**Exercise instructions**
Every entry below must appear again, exactly as written.
☆ ☆ ☆
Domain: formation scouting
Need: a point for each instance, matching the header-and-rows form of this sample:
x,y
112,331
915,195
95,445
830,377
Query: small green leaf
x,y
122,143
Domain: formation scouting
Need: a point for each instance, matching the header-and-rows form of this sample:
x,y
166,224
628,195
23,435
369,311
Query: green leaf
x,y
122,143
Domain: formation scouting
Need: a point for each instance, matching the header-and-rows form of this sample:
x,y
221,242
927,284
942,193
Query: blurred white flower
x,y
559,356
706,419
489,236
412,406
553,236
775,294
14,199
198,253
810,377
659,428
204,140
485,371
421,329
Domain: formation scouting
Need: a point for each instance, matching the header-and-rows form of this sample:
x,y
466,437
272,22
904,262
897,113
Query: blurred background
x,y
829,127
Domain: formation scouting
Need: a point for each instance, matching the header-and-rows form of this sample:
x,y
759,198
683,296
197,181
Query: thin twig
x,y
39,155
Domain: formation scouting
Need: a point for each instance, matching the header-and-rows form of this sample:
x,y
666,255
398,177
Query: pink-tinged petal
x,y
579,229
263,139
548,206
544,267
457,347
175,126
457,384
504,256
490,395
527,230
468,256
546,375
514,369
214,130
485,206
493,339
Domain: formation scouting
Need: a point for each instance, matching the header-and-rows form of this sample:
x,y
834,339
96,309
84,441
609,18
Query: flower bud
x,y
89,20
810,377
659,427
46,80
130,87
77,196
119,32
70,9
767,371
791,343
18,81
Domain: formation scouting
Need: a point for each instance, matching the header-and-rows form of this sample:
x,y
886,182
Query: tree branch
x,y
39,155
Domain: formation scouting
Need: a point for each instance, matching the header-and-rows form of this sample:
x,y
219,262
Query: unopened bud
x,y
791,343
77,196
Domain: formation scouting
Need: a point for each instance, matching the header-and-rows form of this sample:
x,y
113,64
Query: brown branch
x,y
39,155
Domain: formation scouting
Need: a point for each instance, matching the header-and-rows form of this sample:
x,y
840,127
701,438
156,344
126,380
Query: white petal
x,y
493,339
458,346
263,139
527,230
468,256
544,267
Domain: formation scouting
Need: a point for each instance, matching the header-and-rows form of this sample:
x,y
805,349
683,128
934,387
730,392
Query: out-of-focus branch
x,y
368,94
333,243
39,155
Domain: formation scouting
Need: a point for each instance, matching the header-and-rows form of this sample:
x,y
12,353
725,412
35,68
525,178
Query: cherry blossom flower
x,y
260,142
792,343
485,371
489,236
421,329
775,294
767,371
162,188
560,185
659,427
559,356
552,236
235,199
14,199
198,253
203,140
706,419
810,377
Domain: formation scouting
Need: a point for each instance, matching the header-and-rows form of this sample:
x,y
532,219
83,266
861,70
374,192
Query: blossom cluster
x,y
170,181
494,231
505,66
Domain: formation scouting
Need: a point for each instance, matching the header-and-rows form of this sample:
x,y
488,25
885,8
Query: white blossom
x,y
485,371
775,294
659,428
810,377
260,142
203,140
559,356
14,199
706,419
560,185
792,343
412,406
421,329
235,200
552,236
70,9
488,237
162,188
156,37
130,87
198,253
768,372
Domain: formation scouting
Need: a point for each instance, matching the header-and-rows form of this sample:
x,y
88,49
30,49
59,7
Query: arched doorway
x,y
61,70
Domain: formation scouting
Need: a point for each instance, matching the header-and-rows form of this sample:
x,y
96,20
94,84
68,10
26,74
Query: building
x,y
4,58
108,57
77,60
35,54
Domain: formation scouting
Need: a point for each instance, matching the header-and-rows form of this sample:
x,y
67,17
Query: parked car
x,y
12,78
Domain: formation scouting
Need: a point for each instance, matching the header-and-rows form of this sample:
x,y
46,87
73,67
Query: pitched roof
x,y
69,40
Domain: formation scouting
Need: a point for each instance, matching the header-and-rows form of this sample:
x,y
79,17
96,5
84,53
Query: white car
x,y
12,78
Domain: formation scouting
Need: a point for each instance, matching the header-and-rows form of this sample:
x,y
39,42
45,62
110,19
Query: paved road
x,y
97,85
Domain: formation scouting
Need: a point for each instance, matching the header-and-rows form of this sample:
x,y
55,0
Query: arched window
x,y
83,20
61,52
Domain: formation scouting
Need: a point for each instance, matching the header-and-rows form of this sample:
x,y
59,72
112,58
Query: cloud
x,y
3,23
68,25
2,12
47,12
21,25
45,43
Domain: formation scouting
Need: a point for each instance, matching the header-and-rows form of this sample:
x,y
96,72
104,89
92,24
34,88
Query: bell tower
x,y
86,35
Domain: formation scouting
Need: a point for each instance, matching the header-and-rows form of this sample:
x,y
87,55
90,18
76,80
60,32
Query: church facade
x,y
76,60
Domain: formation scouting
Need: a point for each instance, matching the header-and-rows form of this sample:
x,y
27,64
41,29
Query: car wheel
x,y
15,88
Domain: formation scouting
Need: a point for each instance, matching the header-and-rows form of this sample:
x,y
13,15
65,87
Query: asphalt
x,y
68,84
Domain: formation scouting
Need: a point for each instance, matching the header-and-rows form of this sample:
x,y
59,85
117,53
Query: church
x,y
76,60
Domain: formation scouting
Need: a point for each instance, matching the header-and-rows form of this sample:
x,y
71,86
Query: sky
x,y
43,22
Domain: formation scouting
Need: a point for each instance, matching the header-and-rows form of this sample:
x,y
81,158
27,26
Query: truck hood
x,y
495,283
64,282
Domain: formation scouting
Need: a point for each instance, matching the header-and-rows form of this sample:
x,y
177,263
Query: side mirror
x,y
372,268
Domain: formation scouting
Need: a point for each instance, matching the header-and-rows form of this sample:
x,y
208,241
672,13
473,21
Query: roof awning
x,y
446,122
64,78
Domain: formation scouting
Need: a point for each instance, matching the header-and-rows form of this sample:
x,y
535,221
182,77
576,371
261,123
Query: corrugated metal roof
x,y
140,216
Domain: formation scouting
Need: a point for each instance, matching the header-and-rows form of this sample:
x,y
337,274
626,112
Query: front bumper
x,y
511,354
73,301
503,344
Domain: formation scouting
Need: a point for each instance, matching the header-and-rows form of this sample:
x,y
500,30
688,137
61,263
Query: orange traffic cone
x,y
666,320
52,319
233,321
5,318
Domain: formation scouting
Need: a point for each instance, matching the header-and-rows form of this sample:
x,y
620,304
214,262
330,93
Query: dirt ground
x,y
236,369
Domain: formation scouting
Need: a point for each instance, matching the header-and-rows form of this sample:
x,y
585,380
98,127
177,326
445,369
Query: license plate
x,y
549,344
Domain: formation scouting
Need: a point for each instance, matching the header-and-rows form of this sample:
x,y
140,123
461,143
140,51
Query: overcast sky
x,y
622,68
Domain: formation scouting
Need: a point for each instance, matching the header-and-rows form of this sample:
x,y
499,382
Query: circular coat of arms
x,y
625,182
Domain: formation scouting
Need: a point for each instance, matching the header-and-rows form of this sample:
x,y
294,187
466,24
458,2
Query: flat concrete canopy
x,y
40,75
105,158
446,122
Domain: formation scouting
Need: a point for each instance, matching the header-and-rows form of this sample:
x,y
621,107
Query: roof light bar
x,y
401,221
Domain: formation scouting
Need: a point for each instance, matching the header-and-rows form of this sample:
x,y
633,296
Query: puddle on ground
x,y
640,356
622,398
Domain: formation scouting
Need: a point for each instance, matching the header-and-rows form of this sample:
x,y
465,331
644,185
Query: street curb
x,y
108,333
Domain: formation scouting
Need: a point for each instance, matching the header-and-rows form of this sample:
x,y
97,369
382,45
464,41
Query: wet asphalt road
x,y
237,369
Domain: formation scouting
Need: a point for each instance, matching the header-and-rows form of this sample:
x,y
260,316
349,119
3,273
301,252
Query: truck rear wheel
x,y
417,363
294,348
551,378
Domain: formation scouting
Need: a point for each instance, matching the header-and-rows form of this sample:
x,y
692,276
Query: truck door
☆ ☆ ☆
**Problem solution**
Domain: formation scouting
Need: a point for each instance, matching the header-and-rows form of this sample:
x,y
112,331
915,195
95,445
830,377
Query: small green leaf
x,y
122,143
Domain: formation scouting
Need: a point for each instance, matching the header-and-rows form of this sample:
x,y
166,224
628,195
23,435
369,311
Query: green leaf
x,y
122,143
Domain: formation scouting
Need: a point for each instance, matching the header-and-rows form of this sample:
x,y
221,242
927,284
942,193
Query: blurred white flower
x,y
559,356
706,419
489,236
412,406
553,236
775,294
14,199
198,253
810,377
659,428
204,140
485,371
421,329
Domain: formation scouting
Need: a point for each instance, matching the header-and-rows form of this sample:
x,y
466,437
272,22
904,262
897,113
Query: blurred background
x,y
829,127
Domain: formation scouting
Need: a point for each instance, matching the header-and-rows form of this sample:
x,y
759,198
683,296
197,181
Query: thin twig
x,y
39,155
Domain: formation scouting
Need: a point for each instance, matching the header-and-rows form of this sample:
x,y
666,255
398,177
Query: pink-tinged petal
x,y
579,229
263,139
548,206
544,267
457,347
175,126
457,384
504,256
490,395
527,230
468,256
546,375
514,369
214,130
485,206
493,339
Domain: formation scouting
Need: a point for each instance, matching the header-and-rows form of this sample:
x,y
834,339
96,309
84,441
609,18
Query: flower bud
x,y
89,20
810,377
659,427
46,80
130,87
77,196
119,32
70,9
767,371
791,343
18,81
Domain: formation scouting
Need: a point for each instance, matching the header-and-rows form of this sample:
x,y
886,182
Query: tree branch
x,y
39,155
Domain: formation scouting
Need: a point for each instance, matching the header-and-rows form of this sample:
x,y
219,262
Query: unopened bud
x,y
791,343
77,196
Domain: formation scouting
Need: a point for each instance, matching the header-and-rows form of this sample:
x,y
113,64
Query: brown branch
x,y
39,155
Domain: formation scouting
Need: a point for each instance, matching the header-and-rows form of this sample:
x,y
840,127
701,438
156,344
126,380
Query: white petal
x,y
493,339
458,346
263,139
527,230
468,256
544,267
Domain: formation scouting
Need: a point for each instance, matching the header-and-rows form of this sample:
x,y
805,349
683,128
934,387
730,392
Query: out-of-focus branch
x,y
368,94
333,243
39,155
Domain: formation scouting
Need: a point for each instance, matching the header-and-rows form of this sample:
x,y
12,353
725,412
35,68
525,178
Query: cherry blossom flower
x,y
260,142
792,343
485,371
489,236
421,329
775,294
767,371
162,188
560,185
659,427
559,356
552,236
235,199
14,199
198,253
203,140
706,419
810,377
Domain: formation scouting
Need: a point for each instance, matching the header-and-rows form of this sample:
x,y
532,219
83,266
861,70
374,192
Query: blossom cluster
x,y
170,181
494,231
505,66
Domain: formation scouting
Need: a point for each instance, matching the header-and-rows form of this sample:
x,y
488,25
885,8
Query: white blossom
x,y
485,371
775,294
659,428
810,377
260,142
203,140
559,356
14,199
706,419
560,185
792,343
412,406
421,329
235,200
552,236
70,9
488,237
162,188
156,37
130,87
198,253
768,372
Domain: formation scouting
Need: a point for each instance, matching the header-and-rows form of this sample:
x,y
88,49
30,49
59,7
Query: arched doorway
x,y
61,70
Domain: formation scouting
Need: a point for each instance, matching the header-and-rows form of this sample:
x,y
96,20
94,84
68,10
26,74
Query: building
x,y
4,58
108,57
77,60
35,54
Domain: formation scouting
Need: a point for each instance, matching the header-and-rows form of this sample:
x,y
67,17
Query: parked car
x,y
12,78
Domain: formation scouting
Need: a point for each instance, matching the header-and-rows form of this sample:
x,y
46,87
73,67
Query: pitched roof
x,y
69,40
Domain: formation scouting
Need: a point for each instance, matching the header-and-rows form of this sample:
x,y
79,17
96,5
84,53
Query: white car
x,y
12,78
Domain: formation scouting
Need: a point for each instance, matching the header-and-rows form of this sample:
x,y
39,42
45,62
110,19
Query: paved road
x,y
97,85
Domain: formation scouting
Need: a point for each instance, matching the header-and-rows form of this sample:
x,y
55,0
Query: arched window
x,y
83,20
61,52
Domain: formation scouting
Need: a point for each instance, matching the header-and-rows form of this sample:
x,y
59,72
112,58
Query: cloud
x,y
3,23
68,25
2,12
47,12
21,25
45,43
Domain: formation scouting
Need: a point for each instance, matching the header-and-rows form of this sample:
x,y
96,72
104,89
92,24
34,88
Query: bell tower
x,y
86,35
Domain: formation scouting
Need: a point for each instance, matching the header-and-rows form of this sample:
x,y
87,55
90,18
76,80
60,32
Query: church facade
x,y
76,60
Domain: formation scouting
Need: a point for each instance, matching the header-and-rows form of this sample:
x,y
27,64
41,29
Query: car wheel
x,y
15,88
Domain: formation scouting
Need: a point for each instance, matching the header-and-rows form of this sample:
x,y
13,15
65,87
Query: asphalt
x,y
68,84
Domain: formation scouting
Need: a point for each instance, matching the header-and-rows form of this sample:
x,y
59,85
117,53
Query: church
x,y
76,60
Domain: formation scouting
Need: a point for each instance, matching the header-and-rows form of this sample:
x,y
71,86
Query: sky
x,y
43,22
Domain: formation scouting
Need: a point for each instance, matching the header-and-rows form of this sample:
x,y
81,158
27,26
Query: truck hood
x,y
495,283
64,282
Domain: formation scouting
Need: a point for each instance, matching the header-and-rows form of this sample:
x,y
177,263
Query: side mirror
x,y
372,268
Domain: formation scouting
Need: a point for each instance, matching the header-and-rows form of this sample:
x,y
208,241
672,13
473,21
Query: roof awning
x,y
446,122
64,78
Domain: formation scouting
Need: a point for each instance, matching the header-and-rows form of this sample:
x,y
535,221
182,77
576,371
261,123
Query: corrugated metal roof
x,y
140,216
Domain: formation scouting
Need: a point for each instance, matching the header-and-rows form of this sample:
x,y
337,274
626,112
Query: front bumper
x,y
511,354
73,301
503,344
Domain: formation scouting
Need: a point for each instance, matching the header-and-rows form of this sample:
x,y
500,30
688,137
61,263
Query: orange traffic cone
x,y
666,320
52,319
233,321
5,318
Domain: formation scouting
Need: a point for each instance, matching the header-and-rows form of this sample:
x,y
620,304
214,262
330,93
Query: dirt ground
x,y
236,369
Domain: formation scouting
Need: a point for each instance, matching the header-and-rows form of this sample:
x,y
585,380
98,127
177,326
445,369
Query: license plate
x,y
549,344
Domain: formation scouting
Need: a point for each instance, matching the header-and-rows form of this sample:
x,y
140,123
461,143
140,51
Query: overcast sky
x,y
622,68
Domain: formation scouting
Need: a point for each instance, matching the header-and-rows form of this sample:
x,y
499,382
Query: circular coat of arms
x,y
625,182
Domain: formation scouting
Need: a point for each instance, matching the header-and-rows form of this sample:
x,y
294,187
466,24
458,2
Query: flat concrete canopy
x,y
40,75
105,158
446,122
Domain: formation scouting
Need: a point for each instance, matching the header-and-rows form of this sample:
x,y
621,107
Query: roof light bar
x,y
401,221
Domain: formation scouting
Need: a point for each instance, matching the header-and-rows form of this sample:
x,y
633,296
Query: puddle on ground
x,y
640,356
622,398
Domain: formation scouting
Need: a point for each instance, matching the header-and-rows form of this sample:
x,y
465,331
644,185
Query: street curb
x,y
108,333
Domain: formation scouting
Need: a point for each instance, matching the header-and-rows form of this sample:
x,y
97,369
382,45
464,41
Query: wet asphalt road
x,y
237,369
Domain: formation scouting
Need: a point for each instance, matching the header-and-rows form of this sample:
x,y
260,316
349,119
3,273
301,252
Query: truck rear wheel
x,y
417,363
294,348
551,378
Domain: formation scouting
Need: a point for each instance, matching the header-and-rows form of this sample:
x,y
692,276
Query: truck door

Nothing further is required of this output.